Copy out all of the data below, substituting "marker" for each "pin" and leaving every other word unchanged.

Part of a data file
***
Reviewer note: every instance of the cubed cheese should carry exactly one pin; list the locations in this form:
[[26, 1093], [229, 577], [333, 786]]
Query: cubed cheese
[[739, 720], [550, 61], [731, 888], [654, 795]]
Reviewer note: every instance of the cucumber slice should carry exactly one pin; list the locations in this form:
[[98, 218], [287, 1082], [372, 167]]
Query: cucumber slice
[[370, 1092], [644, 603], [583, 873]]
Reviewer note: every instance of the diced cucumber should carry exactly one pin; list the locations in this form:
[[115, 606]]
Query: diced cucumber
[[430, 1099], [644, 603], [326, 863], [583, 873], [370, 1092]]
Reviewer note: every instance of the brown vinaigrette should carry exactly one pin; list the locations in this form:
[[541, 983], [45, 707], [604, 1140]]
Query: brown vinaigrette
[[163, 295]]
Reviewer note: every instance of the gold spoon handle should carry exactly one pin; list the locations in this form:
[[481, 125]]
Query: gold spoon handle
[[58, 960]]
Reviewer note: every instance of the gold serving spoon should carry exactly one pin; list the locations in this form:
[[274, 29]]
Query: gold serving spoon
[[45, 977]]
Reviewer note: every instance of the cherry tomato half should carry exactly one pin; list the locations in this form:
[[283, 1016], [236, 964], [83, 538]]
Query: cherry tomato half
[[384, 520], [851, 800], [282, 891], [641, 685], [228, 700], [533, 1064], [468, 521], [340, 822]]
***
### Task answer
Reviewer note: every instance of the cubed cheese should carry exactly one marker; list the locations in this form:
[[26, 1093], [229, 577], [333, 786]]
Query: cubed cheese
[[739, 720], [550, 61], [731, 888], [654, 795]]
Reviewer note: every instance of the cucumber slice should carry exactly one marker; list the locations in this form:
[[98, 218], [287, 1082], [372, 167]]
Query: cucumber slice
[[370, 1092], [644, 603], [583, 873]]
Reviewer note: every instance of the diced cucumber should carry exactly one marker; list the locations in this form:
[[115, 606]]
Query: diced cucumber
[[430, 1099], [644, 603], [326, 863], [583, 873], [370, 1092]]
Reviewer note: every instance of the brown vinaigrette should carry exactly one marker; list the locations in this form:
[[541, 983], [45, 707], [604, 1140]]
Query: brown vinaigrette
[[163, 295]]
Reviewer note: every instance of the gold spoon handle should carry exactly one marker; list the locations in this form:
[[481, 125]]
Query: gold spoon handle
[[58, 960]]
Reviewer note: every instance of the gold serving spoon should carry exactly one marker; list the locations in this form:
[[274, 29]]
Query: gold serving spoon
[[45, 977]]
Reviewer note: every instance of the cherry tomato half should carry exactly one marker; list the locations in this form:
[[283, 1016], [236, 964], [83, 538]]
Query: cherry tomato half
[[384, 520], [851, 800], [282, 891], [641, 685], [228, 700], [533, 1064], [468, 521], [340, 822]]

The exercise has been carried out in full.